◆ Aim ◆
Can you output each of the items below line for line, with no changes?

[Items from a collection]
+ + +

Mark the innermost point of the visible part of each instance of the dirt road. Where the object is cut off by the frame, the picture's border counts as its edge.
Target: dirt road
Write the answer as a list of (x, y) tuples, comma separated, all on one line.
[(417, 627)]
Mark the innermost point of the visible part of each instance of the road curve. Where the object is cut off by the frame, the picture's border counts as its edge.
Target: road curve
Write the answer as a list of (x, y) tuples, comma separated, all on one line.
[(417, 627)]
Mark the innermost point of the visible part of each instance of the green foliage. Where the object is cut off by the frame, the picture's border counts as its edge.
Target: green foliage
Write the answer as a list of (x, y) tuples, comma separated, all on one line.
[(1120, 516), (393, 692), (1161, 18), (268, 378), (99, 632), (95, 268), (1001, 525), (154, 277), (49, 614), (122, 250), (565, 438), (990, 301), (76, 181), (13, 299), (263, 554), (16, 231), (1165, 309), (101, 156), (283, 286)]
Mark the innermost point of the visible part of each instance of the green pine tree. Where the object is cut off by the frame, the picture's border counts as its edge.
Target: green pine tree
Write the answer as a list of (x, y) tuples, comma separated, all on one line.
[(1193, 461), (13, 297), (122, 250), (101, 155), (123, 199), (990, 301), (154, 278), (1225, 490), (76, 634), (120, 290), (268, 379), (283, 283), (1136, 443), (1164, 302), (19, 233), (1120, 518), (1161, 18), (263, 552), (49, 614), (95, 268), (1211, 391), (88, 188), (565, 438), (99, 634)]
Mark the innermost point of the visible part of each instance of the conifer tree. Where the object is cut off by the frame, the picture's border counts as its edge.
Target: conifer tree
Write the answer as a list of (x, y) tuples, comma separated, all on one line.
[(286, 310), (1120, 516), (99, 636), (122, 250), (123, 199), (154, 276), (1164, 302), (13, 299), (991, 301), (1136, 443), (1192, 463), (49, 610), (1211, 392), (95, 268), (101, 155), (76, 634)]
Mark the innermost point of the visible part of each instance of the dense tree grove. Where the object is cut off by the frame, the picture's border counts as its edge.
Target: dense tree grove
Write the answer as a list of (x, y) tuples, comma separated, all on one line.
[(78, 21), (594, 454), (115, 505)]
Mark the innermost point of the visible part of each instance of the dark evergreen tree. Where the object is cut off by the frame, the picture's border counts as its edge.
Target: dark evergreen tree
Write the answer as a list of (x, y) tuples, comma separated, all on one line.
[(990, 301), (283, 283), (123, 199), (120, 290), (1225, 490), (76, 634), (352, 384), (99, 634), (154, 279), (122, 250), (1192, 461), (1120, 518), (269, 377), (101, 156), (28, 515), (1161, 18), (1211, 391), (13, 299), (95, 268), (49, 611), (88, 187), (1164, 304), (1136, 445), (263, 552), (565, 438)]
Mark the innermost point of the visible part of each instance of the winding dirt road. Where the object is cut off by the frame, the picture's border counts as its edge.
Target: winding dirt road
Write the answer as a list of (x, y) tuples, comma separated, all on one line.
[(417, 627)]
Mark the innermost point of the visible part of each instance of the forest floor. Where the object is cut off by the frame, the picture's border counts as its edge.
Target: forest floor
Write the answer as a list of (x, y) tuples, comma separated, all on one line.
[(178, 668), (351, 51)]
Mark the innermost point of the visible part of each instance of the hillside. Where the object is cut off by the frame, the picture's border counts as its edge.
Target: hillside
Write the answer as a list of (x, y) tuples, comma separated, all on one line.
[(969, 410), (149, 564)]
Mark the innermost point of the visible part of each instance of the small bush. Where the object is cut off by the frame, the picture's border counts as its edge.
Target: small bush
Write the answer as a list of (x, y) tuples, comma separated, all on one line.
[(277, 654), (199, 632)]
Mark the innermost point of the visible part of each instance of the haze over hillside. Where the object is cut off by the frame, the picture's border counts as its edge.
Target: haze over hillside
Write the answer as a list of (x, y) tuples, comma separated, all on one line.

+ + +

◆ Correct result ◆
Mark the innermost point of the visible part of each instance of the dirt road. Where the object is cut off by the frame, the picture's border counts as its edge.
Target: dirt road
Write the answer as a list of (x, y) tuples, comma separated, all on one line.
[(417, 627)]
Mark the innermost point of the visible part of each instance of the road curve. Where the object is cut off by the frame, the picture's border counts as its edge.
Target: road curve
Write the answer as a list of (x, y) tuples, comma separated, all on one line.
[(417, 627)]
Mark the innermost point of the visible part of each instance of the green foliage. Where the object is cut off by the frame, the picture's border counts as its edge.
Target: green foliage
Write the answer as a list of (x, y) tuples, comma separated, all on one line.
[(1120, 516), (393, 692), (1161, 18), (268, 378), (99, 632), (95, 268), (1001, 525), (154, 277), (49, 614), (122, 250), (565, 438), (990, 301), (76, 181), (13, 299), (263, 554), (16, 231), (1165, 309), (101, 156), (283, 286)]
Mark the innermost point of the visible part of each instance of the green pine tree. Where the object is cut off by the frame, the picture's border counts as its edge.
Target: green pine tree
Write the answer as a list of (x, y) tuples, comma separated, all on one line.
[(1193, 461), (13, 297), (122, 250), (101, 155), (123, 199), (990, 301), (154, 278), (1225, 490), (76, 634), (120, 290), (268, 379), (283, 283), (1136, 443), (1164, 302), (19, 233), (1120, 518), (1161, 18), (263, 552), (49, 614), (95, 268), (1211, 391), (88, 188), (565, 438), (99, 634)]
Mark the innermost point of the visible part of each instance of the conifer tree. Where the object is cut off by the frame, the picture's border counts as its edge.
Target: conifer tree
Write the answer as a list of (x, y) tuples, comma separated, all on one line.
[(286, 310), (1120, 516), (99, 636), (122, 250), (123, 199), (154, 276), (1164, 302), (13, 299), (991, 301), (1136, 443), (1192, 463), (49, 610), (1211, 392), (95, 268), (101, 155), (76, 634)]
Mark the innermost point of the visible part of each instance of the dense tree grove. Where the object is cut off by the frame, the picture's border counts as its edge.
Target: dense tree grove
Write the answer as a list of (x, y) tuples, comma separated, all on one line.
[(78, 21), (594, 454), (115, 505)]
Mark the innermost point of the visible part of each instance of the dark evergreen tree. Where the object is cut off by the frame, the picture's border counts as its edge.
Target: dark evergreen tree
Write the answer as a list of (x, y) tuples, comma separated, all on one line.
[(990, 301), (283, 283), (123, 199), (120, 290), (1225, 490), (76, 634), (352, 384), (99, 634), (154, 279), (122, 250), (1192, 461), (1120, 518), (269, 377), (101, 156), (28, 515), (1161, 18), (1211, 391), (13, 299), (95, 268), (49, 611), (88, 187), (1164, 304), (1136, 445), (263, 552), (565, 438)]
Mark the innermost point of the visible part of each instance of the winding dirt road. Where the object is cut off by the frame, the picture's border counts as its edge.
Target: winding dirt road
Write the answer as a list of (x, y) tuples, comma separated, all on one line.
[(417, 627)]
Mark the innermost point of the visible part of each instance of the forest floor. Where the object is cut off by the frame, the picture's border counts as its edge.
Target: forest floor
Write the answer as a list of (x, y) tuples, comma separated, all on one line.
[(178, 668), (351, 51)]
Mark the innermost point of the visible part of each instance of the hillside. Where the object is cut off by the frame, the picture's border counts as its edge.
Target: hillside
Write the answer as a list of (x, y) tuples, comma separated, all on one line.
[(969, 410), (149, 564)]
Mark the innermost point of the visible part of each instance of the small bush. Where the object is cut off by the frame, the picture's border counts as its edge.
Target: small bush
Write the answer as a list of (x, y) tuples, comma separated, all on one line.
[(277, 654), (199, 632)]
Mark the innermost point of the visible part of each instance of the haze over hillside. Where the object is cut off by the frame, the picture's border counts as its edge.
Target: haze over hillside
Write the answer as a list of (x, y) tuples, comma separated, all on one line.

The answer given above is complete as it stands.